### Selected extract

Officials see long flood fight ahead
Published 12:02 am Wednesday, May 18, 2011
NATCHEZ — When local cities or government agencies try to keep back the rising Mississippi River, it’s often called a flood fight — and that’s the language they use, of fighting and never giving up.
The river at Natchez is expected to stand at a record-high 62 feet this morning, just one foot shy of its projected May 21 crest.
For perspective, that’s 14 feet above flood stage and a whopping 25-plus feet above the historic average stage for this time of year.
Email newsletter signup
“We have a long fight ahead of us, 30 days for the duration of this flood — that’s the longest I’ve ever seen,” Fifth Levee District President Reynold Minsky said. “But we have people on the ground that are doing what they are supposed to do, and if we need more help we can call on any resource in the state of Louisiana to get what we need.”
The flood fight thus far has been battling sand boils, which result when pressure from the river forces water under the levee, displacing soil and forming a hole. Boils can be addressed by building a ring well of sandbags around them, allowing the water pressure to equalize before the boil is plugged.
Boils the levee district is fighting right now include ones at Lake St. John and Lake Bruin, Boggy Bay and at the Henderson Project in East Carroll Parish, Minsky said.
“The levee is not going to give away,” he said. “We are not going to lose the levee, we are not going to overtop.
“There are no boils in Concordia that are not under control — we are in excellent shape. If we haven’t fixed it we will (have fixed) it by (Tuesday).”
In Vidalia, the city wasn’t fighting a boil, but it was something akin to it.
On the riverfront, what is suspected to be an abandoned drain blew out late Sunday evening, allowing water into areas on the flooded riverfront that had theretofore been protected by the Hesco Bastion instant levees.
As water filled the area surrounding the convention center, the city tried Monday to drop 2,500-pound sandbags into the hole by helicopter, but had to abort the mission because the aircraft were causing too much turbulence against the instant levees.

### Things to do
1. Answer these questions from the Natchez flood article:
(a) What stage was the river at Natchez expected to reach this morning?
(b) How many days did Minsky say the flood would last?
(c) What was the weight of the sandbags Vidalia tried to drop by helicopter?
2. According to the flood article, why did Vidalia abort its Monday attempt to drop sandbags into the hole by helicopter?
3. Continue the Natchez flood article from the point where it ends.

### Dataset content
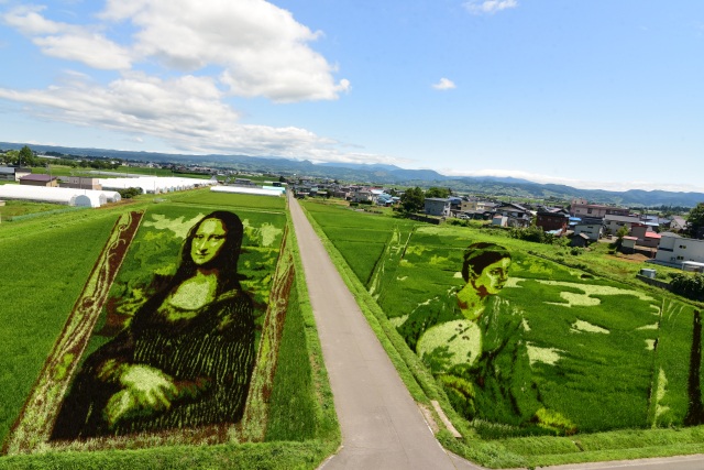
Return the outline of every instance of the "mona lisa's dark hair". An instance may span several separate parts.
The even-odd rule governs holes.
[[[190,253],[194,244],[194,236],[200,226],[209,219],[216,219],[222,223],[222,227],[226,230],[224,243],[212,260],[206,264],[197,265]],[[168,294],[177,288],[184,281],[193,277],[199,267],[218,270],[216,297],[226,292],[240,291],[242,287],[240,286],[240,275],[238,274],[238,260],[242,249],[243,234],[244,227],[235,214],[224,210],[216,210],[200,219],[188,231],[186,241],[180,249],[180,264],[176,270],[176,274],[168,280],[164,287],[158,288],[158,291],[148,300],[146,300],[142,307],[140,307],[140,310],[135,314],[135,319],[144,320],[144,317],[147,317],[148,315],[140,315],[141,311],[152,313],[156,310],[164,303],[166,296],[168,296]]]
[[[194,244],[194,236],[202,222],[210,219],[219,220],[222,223],[222,228],[226,231],[224,243],[212,260],[199,266],[194,262],[190,253]],[[232,212],[216,210],[200,219],[198,223],[193,226],[188,231],[186,241],[180,250],[180,265],[178,266],[174,278],[169,283],[172,284],[172,288],[196,274],[196,270],[198,267],[206,270],[217,269],[219,271],[217,295],[232,288],[239,288],[238,260],[242,249],[243,233],[244,227],[242,226],[242,221]]]
[[[462,263],[464,282],[479,277],[486,266],[505,258],[510,260],[510,253],[504,247],[484,241],[472,243],[464,250],[464,262]]]

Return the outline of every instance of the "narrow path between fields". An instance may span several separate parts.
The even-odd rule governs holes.
[[[438,444],[298,201],[289,201],[342,429],[342,449],[322,468],[479,469]]]

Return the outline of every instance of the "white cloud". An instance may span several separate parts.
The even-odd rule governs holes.
[[[186,75],[163,80],[142,73],[101,86],[66,74],[45,90],[0,88],[0,99],[26,105],[50,121],[124,133],[129,140],[156,138],[176,152],[284,156],[315,162],[402,163],[386,155],[345,152],[343,144],[296,128],[250,125],[222,100],[211,77]]]
[[[440,81],[438,81],[437,84],[433,84],[432,88],[437,90],[451,90],[453,88],[457,88],[457,86],[454,85],[454,81],[448,78],[440,78]]]
[[[276,102],[331,100],[350,90],[350,81],[336,81],[337,67],[310,47],[322,33],[264,0],[108,0],[92,25],[43,13],[21,7],[2,20],[44,54],[94,68],[129,70],[145,63],[163,74],[216,70],[230,95]],[[107,35],[120,23],[134,29],[123,43]]]
[[[518,7],[517,0],[470,0],[463,3],[472,14],[494,14],[497,11]]]
[[[102,18],[138,28],[140,56],[183,72],[220,67],[233,95],[290,102],[336,99],[350,87],[309,47],[321,33],[263,0],[209,0],[207,8],[199,0],[109,0]]]
[[[681,184],[662,184],[654,182],[630,181],[630,182],[592,182],[585,179],[564,178],[561,176],[541,175],[538,173],[524,172],[520,170],[439,170],[447,176],[499,176],[527,179],[540,184],[566,185],[581,189],[604,189],[625,192],[628,189],[646,189],[646,190],[670,190],[670,192],[695,192],[703,193],[704,186],[681,185]]]
[[[43,8],[21,7],[2,17],[6,24],[32,37],[42,53],[81,62],[98,69],[129,69],[130,52],[108,40],[97,28],[78,26],[45,19]]]

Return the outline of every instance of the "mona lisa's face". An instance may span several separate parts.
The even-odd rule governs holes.
[[[194,233],[190,258],[197,265],[215,260],[224,244],[228,231],[218,219],[206,219]]]
[[[496,295],[506,285],[509,266],[510,259],[504,258],[484,267],[482,274],[470,282],[480,295]]]

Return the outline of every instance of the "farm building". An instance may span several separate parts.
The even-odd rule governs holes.
[[[101,192],[26,185],[0,186],[0,197],[80,207],[100,207],[107,203]]]
[[[84,177],[84,176],[68,176],[66,181],[62,179],[62,187],[75,188],[75,189],[96,189],[96,190],[102,189],[98,178],[90,178],[90,177]]]
[[[16,166],[0,166],[0,181],[16,182],[22,176],[30,175],[31,168],[20,168]]]
[[[239,193],[239,194],[253,194],[260,196],[283,196],[283,188],[264,189],[260,187],[244,187],[244,186],[212,186],[210,188],[213,193]]]
[[[173,193],[177,190],[193,189],[200,186],[211,186],[217,184],[211,179],[182,178],[170,176],[140,176],[136,178],[100,178],[100,186],[103,189],[128,189],[136,187],[144,194]]]
[[[44,187],[57,187],[58,179],[56,176],[31,174],[20,178],[20,184],[25,186],[44,186]]]

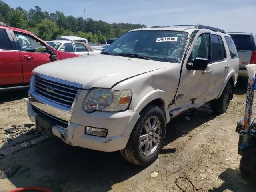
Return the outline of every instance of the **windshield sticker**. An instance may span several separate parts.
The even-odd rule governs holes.
[[[164,42],[166,41],[177,41],[178,37],[158,37],[156,38],[156,42]]]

### Per-task outputs
1.
(a) A record-high 62 feet.
(b) 30 days.
(c) 2,500 pounds each.

2. The city called off the mission because the aircraft were causing too much turbulence against the Hesco Bastion instant levees.

3.
The hole was successfully plugged Monday evening, however, when the city was able to get a barge from Vidalia Dock and Storage and a track hoe from Camo Construction to drop the extra-large sandbags into the hole, Mayor Hyram Copeland said.
“We secured that hole, which is kind of amazing,” he said.
Tuesday, efforts were concentrated on shoring up the Hesco boxes on the northern side of the convention center, near where the leak occurred.
“We are shoring that up again,” Copeland said. “We are holding our own and we have the water where we want it to be as far as the convention center is concerned — we do not have water in the building itself.”
The rest of the buildings on the riverfront are secure and the instant levees around them are holding, and Copeland said while some seepage water has come through the Hesco boxes, pumps are keeping it under control.
Across the river, the U.S. Army Corps of Engineers started placing 150 tons of riprap on the riverbank Tuesday to prevent further erosion at Natchez Under-the-Hill.
The Natchez Fire Department has a boat waiting in the river for safety purposes while the crews work near the rapidly moving water, Natchez City Engineer David Gardner said.
The city is also having to fight seepage water flooding the sewage lift station Under-the-Hill, and a piece of equipment that alternates the work between two pumps in the station had to be replaced Monday, Gardner said.
“We were concerned about that because those pumps are not designed to run constantly,” he said.
“We pumped it down and found some areas where the water is escaping through the sandbags, and we are keeping those sealed up.
“We are holding the water back the best we can. It is not perfect but it is not as much (water) as it was.”
Keeping the sewer lift station clear of water allows the businesses Under-the-Hill to remain open, Gardner said.
While the area waits to see what the floodwaters will do next, no emergency shelters in Adams County are open and no are plans in place to open shelters, Adams County Emergency Management Director Stan Owens said.
However, American Red Cross representatives have been doing site checks in some areas to be prepared in the event on an evacuation.
“We’re just preparing for the worst,” Owens said.
In other flood related news, a representative from the Mississippi State Department of Health is advising residents to avoid contact with floodwaters.
MDH district health officer Thomas Dobbs said chances are high that the flooded Mississippi River is contaminated with runoff from septic tanks or farming chemicals.
“There is a very good chance the (river) water is contaminated with harmful germs,” he said.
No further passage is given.